The fourth Sunday of Lent is known as Laetare Sunday – Rejoice Sunday – marking that we are more than halfway through our Lenten journey, and so we begin to anticipate the joy of the Risen Lord on Easter. We wear rose vestments not to celebrate a birthday, but to celebrate the joy of the Risen Lord beginning to invade the Lenten season as we have passed the halfway point in our journey to Easter.
Today we journey in the company of the blind man. It is the long, often painful, journey of a person who is called to see life in a new way. As a result makes a new commitment. As his blindness was removed, the man could now see. The gift of sight is a most precious gift. But the real message of this Gospel is greater than the gift of sight. It is the gift of faith. Jesus bestows not merely sight but a faith-filled insight. The man born blind eventually sees Jesus, but – a greater gift – he comes to see who Jesus really is.
The man born blind is symbolic of the human condition. We need the continuing creation of God, spreading mud on our eyes and washing in the waters of the pool of Siloam.
Again and again in the course of our spiritual journey, God’s saving work, symbolically opening our eyes, but really opening our hearts, happens through the One who is sent, Jesus Christ. In the second Scripture reading from the Letter to the Ephesians, Paul challenges us to make this miracle our own: “You were once darkness, but now you are light in the Lord. Live as children of light.”
As we listen to the story of the man born blind, pray for the discernment of how each one of us is able to have our eyes opened to see the saving power of God, calling us to a relationship with Jesus Christ. As the man born blind witnessed to “that man they call Jesus”, we are to witness to a spiritual sightedness that was not from birth, but one that we have learned through life experience.
-=-=-=-=-
### Complete the following:
(1) From the Laetare Sunday homily, copy the passage that begins at the words "As we listen" and stop after "through life experience.".
(2) Write the next part of the Laetare Sunday homily on the man born blind, picking up after its final sentence.
The entries after the homily are separate material with no connection to it.

### Records supplied:
-=-=-=-=-
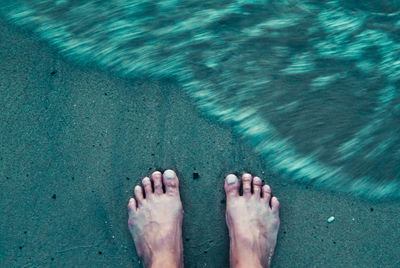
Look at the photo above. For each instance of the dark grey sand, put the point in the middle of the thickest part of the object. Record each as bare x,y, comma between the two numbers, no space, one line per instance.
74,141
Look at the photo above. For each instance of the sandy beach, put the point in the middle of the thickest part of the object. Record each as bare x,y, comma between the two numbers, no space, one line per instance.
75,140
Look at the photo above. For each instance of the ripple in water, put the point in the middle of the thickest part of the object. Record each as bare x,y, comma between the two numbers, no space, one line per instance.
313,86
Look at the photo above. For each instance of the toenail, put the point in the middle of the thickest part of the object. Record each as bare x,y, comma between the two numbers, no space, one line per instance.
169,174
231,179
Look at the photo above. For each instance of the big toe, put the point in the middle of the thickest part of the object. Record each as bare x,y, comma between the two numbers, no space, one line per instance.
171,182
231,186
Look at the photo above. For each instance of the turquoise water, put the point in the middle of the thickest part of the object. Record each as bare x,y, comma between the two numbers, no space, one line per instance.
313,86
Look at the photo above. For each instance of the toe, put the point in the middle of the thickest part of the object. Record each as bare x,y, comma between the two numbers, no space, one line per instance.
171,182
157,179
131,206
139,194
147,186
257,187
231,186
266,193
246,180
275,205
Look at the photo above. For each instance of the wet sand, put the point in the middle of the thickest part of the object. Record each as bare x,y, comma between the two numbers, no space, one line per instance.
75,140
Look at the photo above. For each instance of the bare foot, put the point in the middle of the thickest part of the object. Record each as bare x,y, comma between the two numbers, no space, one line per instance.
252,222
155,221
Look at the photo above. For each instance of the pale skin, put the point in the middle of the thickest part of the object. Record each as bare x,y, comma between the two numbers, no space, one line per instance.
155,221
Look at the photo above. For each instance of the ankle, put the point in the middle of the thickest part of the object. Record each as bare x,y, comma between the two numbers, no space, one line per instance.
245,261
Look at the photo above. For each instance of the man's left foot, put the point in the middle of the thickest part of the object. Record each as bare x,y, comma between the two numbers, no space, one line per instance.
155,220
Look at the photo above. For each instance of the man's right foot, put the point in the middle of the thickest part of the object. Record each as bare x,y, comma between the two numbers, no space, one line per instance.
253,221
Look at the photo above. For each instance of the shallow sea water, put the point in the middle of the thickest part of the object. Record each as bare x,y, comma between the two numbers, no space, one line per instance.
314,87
-=-=-=-=-
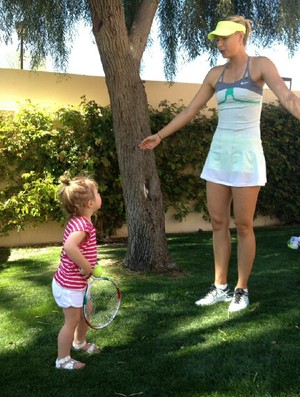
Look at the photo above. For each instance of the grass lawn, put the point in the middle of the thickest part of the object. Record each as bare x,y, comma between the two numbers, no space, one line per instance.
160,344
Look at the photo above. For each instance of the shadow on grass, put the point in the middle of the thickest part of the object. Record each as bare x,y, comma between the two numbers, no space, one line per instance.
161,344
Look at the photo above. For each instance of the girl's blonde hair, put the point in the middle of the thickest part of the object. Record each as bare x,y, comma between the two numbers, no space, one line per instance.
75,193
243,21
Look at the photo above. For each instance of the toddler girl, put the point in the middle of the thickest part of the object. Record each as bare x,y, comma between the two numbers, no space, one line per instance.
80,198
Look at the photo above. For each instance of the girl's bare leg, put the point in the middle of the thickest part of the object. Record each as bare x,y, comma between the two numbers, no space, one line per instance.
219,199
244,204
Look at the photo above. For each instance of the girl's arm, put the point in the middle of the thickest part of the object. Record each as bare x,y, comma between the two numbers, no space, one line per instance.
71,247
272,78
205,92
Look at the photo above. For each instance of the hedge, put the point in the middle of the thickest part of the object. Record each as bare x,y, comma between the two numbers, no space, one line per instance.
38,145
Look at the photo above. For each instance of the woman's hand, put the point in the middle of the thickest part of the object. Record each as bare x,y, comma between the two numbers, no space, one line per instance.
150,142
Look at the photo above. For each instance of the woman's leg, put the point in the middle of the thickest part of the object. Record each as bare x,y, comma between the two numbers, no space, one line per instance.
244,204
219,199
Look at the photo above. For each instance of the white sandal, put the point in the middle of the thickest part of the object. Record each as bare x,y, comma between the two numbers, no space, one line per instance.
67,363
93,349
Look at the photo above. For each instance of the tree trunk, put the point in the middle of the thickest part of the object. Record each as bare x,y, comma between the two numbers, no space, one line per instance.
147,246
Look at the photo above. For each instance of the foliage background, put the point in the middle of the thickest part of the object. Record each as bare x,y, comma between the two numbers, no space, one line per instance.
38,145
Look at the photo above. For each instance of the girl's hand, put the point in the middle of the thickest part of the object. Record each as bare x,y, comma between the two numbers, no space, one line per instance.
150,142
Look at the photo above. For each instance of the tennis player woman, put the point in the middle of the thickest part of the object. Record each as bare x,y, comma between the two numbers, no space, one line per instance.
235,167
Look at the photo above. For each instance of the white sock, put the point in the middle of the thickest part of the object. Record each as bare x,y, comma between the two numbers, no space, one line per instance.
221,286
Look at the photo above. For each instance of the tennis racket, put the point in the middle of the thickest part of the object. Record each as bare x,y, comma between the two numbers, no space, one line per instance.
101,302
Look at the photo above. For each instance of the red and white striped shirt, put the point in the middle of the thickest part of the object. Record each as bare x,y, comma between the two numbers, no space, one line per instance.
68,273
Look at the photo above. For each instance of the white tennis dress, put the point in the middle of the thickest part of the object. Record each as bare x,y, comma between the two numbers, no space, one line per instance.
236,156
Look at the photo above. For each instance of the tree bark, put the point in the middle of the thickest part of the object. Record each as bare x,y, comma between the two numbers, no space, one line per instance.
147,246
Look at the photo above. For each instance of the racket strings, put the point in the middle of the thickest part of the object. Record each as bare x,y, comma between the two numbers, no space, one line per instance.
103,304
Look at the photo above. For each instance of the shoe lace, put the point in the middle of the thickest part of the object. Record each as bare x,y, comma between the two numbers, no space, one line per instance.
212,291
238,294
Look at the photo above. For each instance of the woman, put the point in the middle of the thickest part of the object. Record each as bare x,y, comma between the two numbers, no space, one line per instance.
-=-=-=-=-
### Responses in order:
(1)
As we listen to the story of the man born blind, pray for the discernment of how each one of us is able to have our eyes opened to see the saving power of God, calling us to a relationship with Jesus Christ. As the man born blind witnessed to “that man they call Jesus”, we are to witness to a spiritual sightedness that was not from birth, but one that we have learned through life experience.

(2)
The Scriptures invite us to reflect how has the season of Lent has revealed to you your “blindness” and your need for Christ’s light, Christ’s reconciliation?
As we are in the midst of the coronavirus pandemic, we wrestle with the unknown of our fear and isolation, of the need for social distancing, yet there is still very much a holy longing within us to experience the love of our family and our faith community and the love of our merciful and faithful God.
This needed reality of dealing with the coronavirus can easily cause a fear-based blindness and anxiety of what is coming next. The Lord Jesus wishes to remove our spiritual blindness so that our soul is not infected by this virus; rather the Lord calls us to a rebirth of love and a rebirth of a faith-filled trust that Jesus is our light that will remove the darkness of isolation and loneliness, the darkness of sickness. We are now and always will be children of the light.
Yes, the discipline and the social distancing that is now demanded of us is a Lenten spiritual discipline that is not of our own choosing; nonetheless, the grace we seek is to remove the spiritual blindness caused by our fear and isolation and to experience the faith-filled sightedness the Lord calls us to our family life and in the quiet of our prayer.
On Ash Wednesday, we may very well have wished for the opportunity to slow down the busyness of our lives and to welcome the gift of quiet prayer and the gift of spending more quality time with our family. In these days of being on “house arrest,” may we experience the God moments of quiet prayer and the gift of precious family time.
Yes, we won’t be receiving the Eucharist that is for us the bread of eternal life but be assured the Lord is present in your family life. Your home and your family are your little church. Could the Lord be calling you to deepening the quality of your family prayer? Could each member of your family share their moment closest to God that happened this day? What are we thankful for this day? How have we experienced the love of another even in this time of social distancing?
Whether we are dealing with the coronavirus or not, there is no way to over-emphasize the priority of knowing we are God’s beloved sons and daughters. This is the spiritual sightedness that the man born blind came to.
The real darkness in my life and in yours is not knowing how much we are God’s beloved.
In our Lenten journey, in some form or fashion, the cross is going to be a part of your life and mine. When we can trust in God’s love for us while we are experiencing the cross the in our life, we come to know the sightedness of the man born blind in the Gospel.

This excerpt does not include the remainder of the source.